● Exercise requirements
Return every one of the items below word for word, with the pictures left out.
+ + +
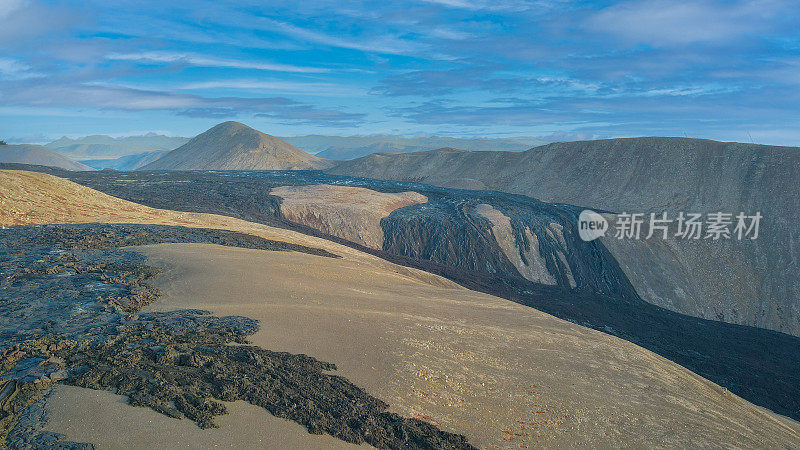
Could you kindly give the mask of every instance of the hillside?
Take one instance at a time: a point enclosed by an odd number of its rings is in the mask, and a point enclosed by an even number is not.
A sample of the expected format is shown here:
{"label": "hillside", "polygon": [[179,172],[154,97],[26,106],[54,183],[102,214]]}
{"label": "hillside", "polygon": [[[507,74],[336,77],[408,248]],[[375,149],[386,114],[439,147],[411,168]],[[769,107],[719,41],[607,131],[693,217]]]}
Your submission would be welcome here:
+ + +
● Full response
Could you kindly give the mask of every instance of the hillside?
Take one instance at a time: a point enclosed by an odd number of its rings is in the mask, and a point enclosed by an even number is not.
A sample of the expected format is shown here:
{"label": "hillside", "polygon": [[179,172],[154,97],[26,106],[54,183],[102,214]]}
{"label": "hillside", "polygon": [[[507,74],[336,77],[408,248]],[[375,149],[386,114],[439,147],[411,168]],[[769,107],[719,41],[607,131],[693,217]]]}
Your submission would be welcome here:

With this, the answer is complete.